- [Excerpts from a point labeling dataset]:
★ ★ ★ ★ ★

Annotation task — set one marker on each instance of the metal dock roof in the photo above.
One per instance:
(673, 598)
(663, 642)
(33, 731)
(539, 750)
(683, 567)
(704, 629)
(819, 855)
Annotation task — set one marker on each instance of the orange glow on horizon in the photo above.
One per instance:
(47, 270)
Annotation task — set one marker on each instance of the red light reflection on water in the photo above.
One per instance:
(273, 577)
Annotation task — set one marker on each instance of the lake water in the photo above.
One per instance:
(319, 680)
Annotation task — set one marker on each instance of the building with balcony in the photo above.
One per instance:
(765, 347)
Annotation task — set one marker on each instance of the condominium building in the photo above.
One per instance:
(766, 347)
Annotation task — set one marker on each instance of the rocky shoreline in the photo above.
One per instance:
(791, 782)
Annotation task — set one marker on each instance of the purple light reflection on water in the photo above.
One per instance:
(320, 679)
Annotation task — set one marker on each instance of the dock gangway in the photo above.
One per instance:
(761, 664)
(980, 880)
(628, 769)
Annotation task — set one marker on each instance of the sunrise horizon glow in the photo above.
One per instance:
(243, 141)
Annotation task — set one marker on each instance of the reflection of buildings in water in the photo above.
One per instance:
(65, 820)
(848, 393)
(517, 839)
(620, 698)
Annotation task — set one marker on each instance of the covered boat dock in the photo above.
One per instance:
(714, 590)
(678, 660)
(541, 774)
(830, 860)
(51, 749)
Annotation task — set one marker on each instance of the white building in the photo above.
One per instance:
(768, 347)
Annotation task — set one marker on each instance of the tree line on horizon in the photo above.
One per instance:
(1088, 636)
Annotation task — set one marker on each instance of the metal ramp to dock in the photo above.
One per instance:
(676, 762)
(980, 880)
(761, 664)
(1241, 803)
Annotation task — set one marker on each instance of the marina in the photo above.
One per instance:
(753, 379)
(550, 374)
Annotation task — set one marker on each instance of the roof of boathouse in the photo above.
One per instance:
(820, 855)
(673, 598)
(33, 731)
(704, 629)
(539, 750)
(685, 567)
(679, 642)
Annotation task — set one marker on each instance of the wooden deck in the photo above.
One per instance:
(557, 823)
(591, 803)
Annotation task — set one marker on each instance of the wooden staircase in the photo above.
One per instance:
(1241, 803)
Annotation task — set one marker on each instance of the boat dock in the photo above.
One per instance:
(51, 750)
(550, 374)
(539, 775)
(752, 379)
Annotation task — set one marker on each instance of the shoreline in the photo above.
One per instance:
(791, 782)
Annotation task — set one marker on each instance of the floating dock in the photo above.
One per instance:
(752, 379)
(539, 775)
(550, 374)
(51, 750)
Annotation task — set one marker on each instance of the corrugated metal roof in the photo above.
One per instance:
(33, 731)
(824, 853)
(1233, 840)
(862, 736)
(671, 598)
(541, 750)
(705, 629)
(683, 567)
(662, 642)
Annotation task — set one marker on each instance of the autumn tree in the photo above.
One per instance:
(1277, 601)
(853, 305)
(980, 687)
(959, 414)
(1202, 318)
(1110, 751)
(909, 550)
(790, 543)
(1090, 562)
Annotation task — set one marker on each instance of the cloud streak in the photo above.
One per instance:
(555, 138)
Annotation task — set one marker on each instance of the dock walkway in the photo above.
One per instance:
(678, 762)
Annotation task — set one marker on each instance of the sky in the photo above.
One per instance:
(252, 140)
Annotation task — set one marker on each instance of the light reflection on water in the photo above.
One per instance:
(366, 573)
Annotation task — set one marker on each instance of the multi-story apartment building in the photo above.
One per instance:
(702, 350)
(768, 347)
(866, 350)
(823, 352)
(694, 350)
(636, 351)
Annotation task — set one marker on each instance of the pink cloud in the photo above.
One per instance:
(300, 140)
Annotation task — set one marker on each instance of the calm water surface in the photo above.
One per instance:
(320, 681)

★ ★ ★ ★ ★

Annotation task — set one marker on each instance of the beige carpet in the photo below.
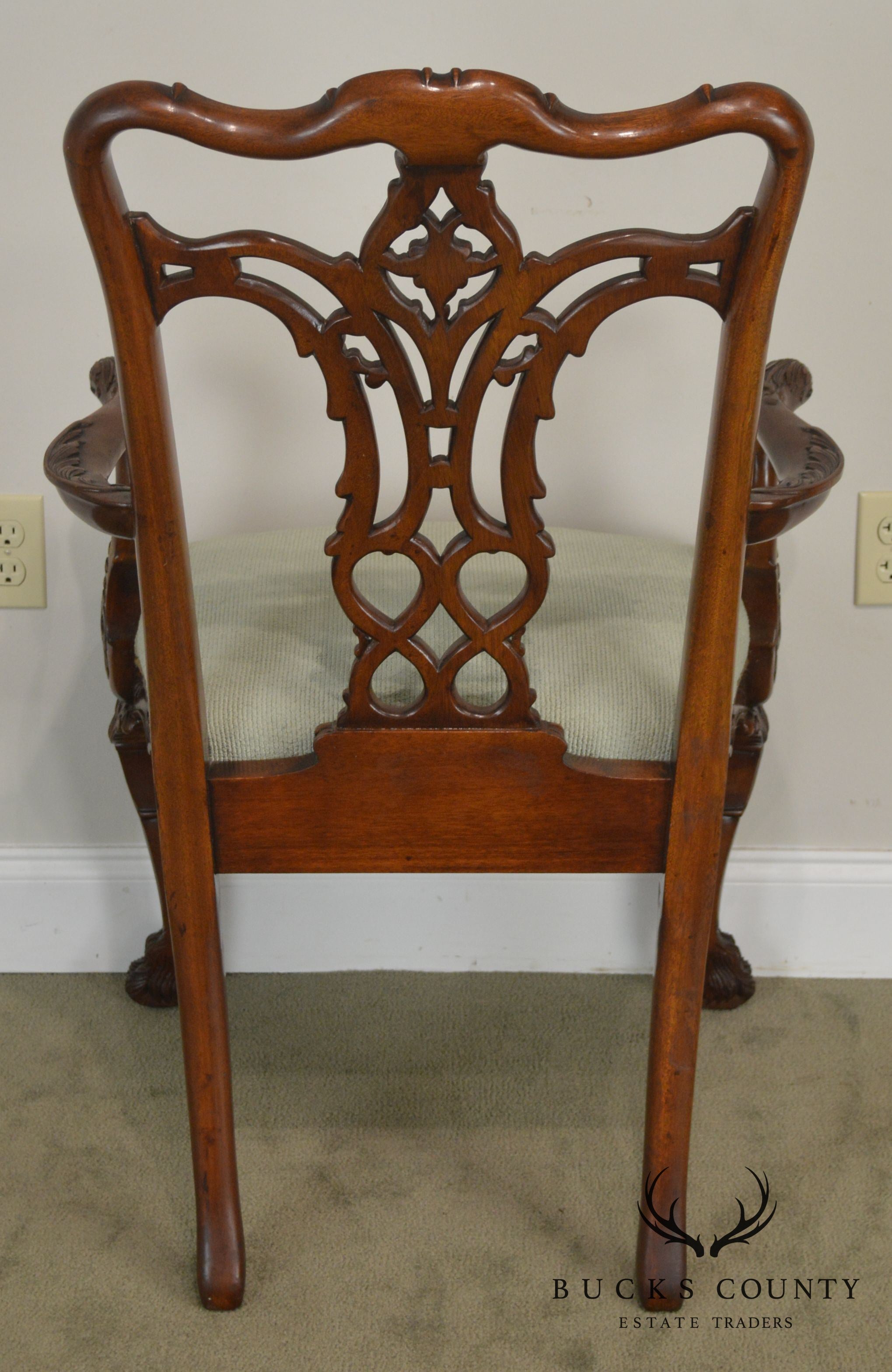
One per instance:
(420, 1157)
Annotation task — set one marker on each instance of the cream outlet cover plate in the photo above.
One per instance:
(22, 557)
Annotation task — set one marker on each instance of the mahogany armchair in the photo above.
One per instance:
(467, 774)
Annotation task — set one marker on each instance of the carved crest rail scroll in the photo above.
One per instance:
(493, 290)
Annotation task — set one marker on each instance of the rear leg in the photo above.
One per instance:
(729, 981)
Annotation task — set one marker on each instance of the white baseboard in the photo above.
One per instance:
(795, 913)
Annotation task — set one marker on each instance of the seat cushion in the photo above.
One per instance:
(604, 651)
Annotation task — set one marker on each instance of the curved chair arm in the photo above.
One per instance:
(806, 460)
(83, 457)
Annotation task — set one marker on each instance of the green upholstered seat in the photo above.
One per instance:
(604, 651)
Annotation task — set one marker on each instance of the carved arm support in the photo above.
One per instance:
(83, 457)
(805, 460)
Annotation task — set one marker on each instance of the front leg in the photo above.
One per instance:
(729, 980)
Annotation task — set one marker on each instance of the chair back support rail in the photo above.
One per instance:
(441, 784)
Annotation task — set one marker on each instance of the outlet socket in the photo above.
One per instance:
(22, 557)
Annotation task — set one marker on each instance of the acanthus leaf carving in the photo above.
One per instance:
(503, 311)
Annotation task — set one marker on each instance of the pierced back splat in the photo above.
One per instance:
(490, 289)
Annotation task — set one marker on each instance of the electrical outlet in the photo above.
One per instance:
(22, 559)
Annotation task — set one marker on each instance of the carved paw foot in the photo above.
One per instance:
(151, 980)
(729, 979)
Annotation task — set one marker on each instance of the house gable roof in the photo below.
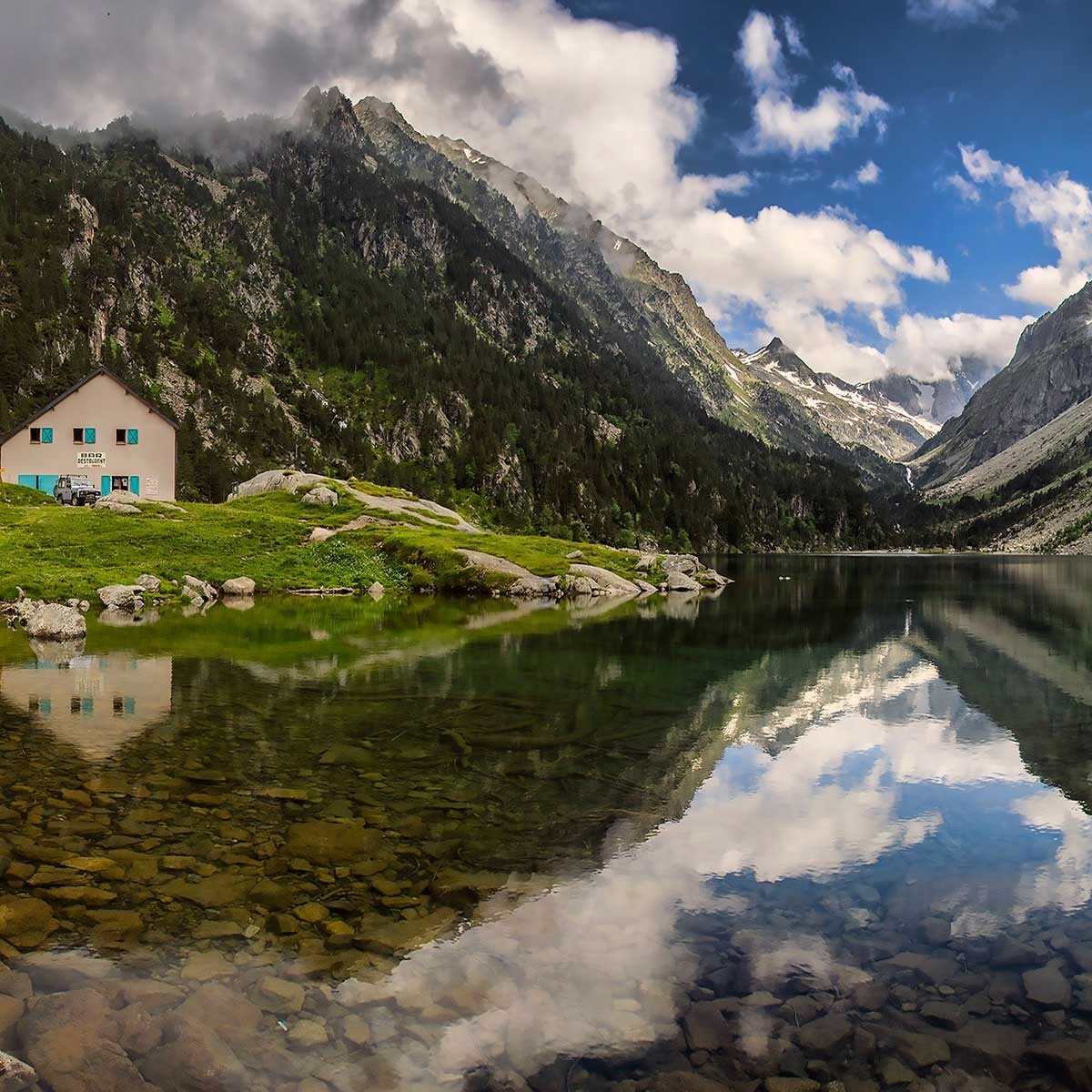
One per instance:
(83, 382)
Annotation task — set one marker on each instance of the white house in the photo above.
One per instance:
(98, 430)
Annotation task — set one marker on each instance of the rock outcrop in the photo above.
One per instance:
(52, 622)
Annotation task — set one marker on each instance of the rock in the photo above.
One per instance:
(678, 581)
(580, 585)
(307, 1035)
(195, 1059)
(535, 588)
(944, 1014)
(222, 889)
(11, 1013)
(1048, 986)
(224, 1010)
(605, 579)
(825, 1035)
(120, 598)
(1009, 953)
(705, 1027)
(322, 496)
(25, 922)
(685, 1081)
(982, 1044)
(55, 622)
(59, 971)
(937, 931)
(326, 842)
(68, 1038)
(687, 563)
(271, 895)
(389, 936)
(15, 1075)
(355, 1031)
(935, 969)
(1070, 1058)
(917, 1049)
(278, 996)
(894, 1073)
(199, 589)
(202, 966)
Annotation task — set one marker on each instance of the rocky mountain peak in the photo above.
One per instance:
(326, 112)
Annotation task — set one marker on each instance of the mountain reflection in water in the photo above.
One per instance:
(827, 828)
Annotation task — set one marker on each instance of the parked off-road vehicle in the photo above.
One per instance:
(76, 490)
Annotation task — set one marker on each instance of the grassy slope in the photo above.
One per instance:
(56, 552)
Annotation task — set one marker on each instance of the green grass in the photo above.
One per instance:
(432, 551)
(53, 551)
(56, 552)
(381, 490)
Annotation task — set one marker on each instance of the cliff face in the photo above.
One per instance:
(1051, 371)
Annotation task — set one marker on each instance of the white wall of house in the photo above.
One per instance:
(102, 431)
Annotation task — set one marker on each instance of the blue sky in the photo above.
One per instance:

★ ★ ★ ★ ★

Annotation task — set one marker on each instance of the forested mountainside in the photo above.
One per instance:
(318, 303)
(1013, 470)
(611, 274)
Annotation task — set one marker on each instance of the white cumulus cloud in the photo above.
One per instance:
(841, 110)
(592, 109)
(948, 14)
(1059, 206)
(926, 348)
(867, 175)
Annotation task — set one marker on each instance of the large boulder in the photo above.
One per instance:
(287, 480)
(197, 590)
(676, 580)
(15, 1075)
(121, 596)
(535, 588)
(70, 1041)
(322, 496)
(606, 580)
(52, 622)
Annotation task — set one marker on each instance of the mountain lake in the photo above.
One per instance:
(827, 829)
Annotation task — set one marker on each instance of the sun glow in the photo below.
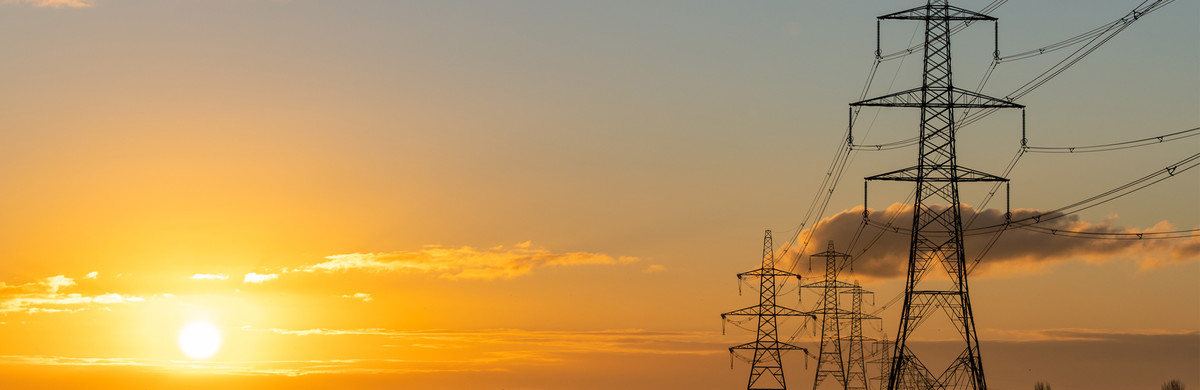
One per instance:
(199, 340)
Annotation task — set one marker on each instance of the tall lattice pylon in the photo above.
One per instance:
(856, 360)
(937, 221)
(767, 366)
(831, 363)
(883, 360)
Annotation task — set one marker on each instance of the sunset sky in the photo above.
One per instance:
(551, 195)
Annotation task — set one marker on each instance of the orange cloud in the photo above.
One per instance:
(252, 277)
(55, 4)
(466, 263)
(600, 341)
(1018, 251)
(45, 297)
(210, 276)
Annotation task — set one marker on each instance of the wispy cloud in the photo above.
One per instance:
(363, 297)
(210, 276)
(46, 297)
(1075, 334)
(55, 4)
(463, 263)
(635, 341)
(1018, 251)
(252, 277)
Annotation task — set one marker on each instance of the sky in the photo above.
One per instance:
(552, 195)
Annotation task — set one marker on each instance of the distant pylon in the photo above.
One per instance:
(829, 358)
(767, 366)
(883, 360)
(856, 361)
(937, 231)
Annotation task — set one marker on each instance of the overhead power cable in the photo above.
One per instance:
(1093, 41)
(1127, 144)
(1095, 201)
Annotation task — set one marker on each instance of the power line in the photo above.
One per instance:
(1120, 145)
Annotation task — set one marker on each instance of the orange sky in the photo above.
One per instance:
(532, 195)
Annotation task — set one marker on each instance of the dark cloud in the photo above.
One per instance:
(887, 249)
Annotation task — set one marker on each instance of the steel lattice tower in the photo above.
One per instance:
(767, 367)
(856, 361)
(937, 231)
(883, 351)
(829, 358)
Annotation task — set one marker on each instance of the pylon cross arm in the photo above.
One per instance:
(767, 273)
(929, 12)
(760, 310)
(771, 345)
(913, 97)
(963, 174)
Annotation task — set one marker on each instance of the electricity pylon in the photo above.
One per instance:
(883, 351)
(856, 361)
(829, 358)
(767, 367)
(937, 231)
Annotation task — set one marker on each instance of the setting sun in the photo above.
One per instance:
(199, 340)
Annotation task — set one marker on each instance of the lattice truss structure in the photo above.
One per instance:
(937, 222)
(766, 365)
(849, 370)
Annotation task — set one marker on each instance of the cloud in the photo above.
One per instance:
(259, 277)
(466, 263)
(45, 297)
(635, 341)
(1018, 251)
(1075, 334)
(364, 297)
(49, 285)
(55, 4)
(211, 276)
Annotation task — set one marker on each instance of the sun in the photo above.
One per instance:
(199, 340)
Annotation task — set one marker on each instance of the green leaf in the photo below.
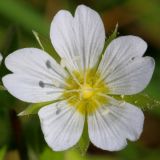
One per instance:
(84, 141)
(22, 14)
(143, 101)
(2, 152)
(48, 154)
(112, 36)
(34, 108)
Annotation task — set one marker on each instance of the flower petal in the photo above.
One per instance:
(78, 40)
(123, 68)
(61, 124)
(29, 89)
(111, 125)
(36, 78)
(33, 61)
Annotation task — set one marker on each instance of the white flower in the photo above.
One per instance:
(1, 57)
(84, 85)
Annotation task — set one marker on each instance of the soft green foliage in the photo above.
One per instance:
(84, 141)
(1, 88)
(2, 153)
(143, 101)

★ ★ ★ ★ ★

- [Exercise]: Duplicate every line of the data from the one containing "boathouse in the photo above." down to the one containing "(1090, 562)", both included.

- [Final result]:
Annotation task — set one marker on each instance of the roof of boathouse in the photo above.
One per instance:
(820, 855)
(673, 598)
(33, 731)
(704, 629)
(539, 750)
(685, 567)
(679, 642)
Annotation task — set one marker on each instance of the wooden deck in the photo above.
One per instance:
(557, 823)
(591, 803)
Annotation task — set one marker on each instance of the wooden staircase in the photo above.
One per instance:
(1241, 803)
Annotation task — set one marker on each instance of the boat dock in the photo above.
One per instance:
(51, 750)
(550, 374)
(539, 775)
(752, 379)
Annotation task — set one marker on each instance of the shoreline in the photo above.
One per instance:
(791, 782)
Annotation task — set one marker on each instance of the floating dock in the photo above.
One per instance:
(752, 379)
(539, 775)
(550, 374)
(51, 750)
Annotation task — set one marker on each instance of the corrugated metal roof in the photo above.
One per instance:
(33, 731)
(824, 853)
(1233, 840)
(862, 736)
(671, 598)
(541, 750)
(705, 629)
(683, 567)
(662, 642)
Annotation task — set one marker on each instance of the autumn tree in the photo above.
One per instance:
(1277, 601)
(853, 305)
(980, 687)
(959, 414)
(1202, 318)
(1110, 751)
(909, 550)
(790, 543)
(1090, 562)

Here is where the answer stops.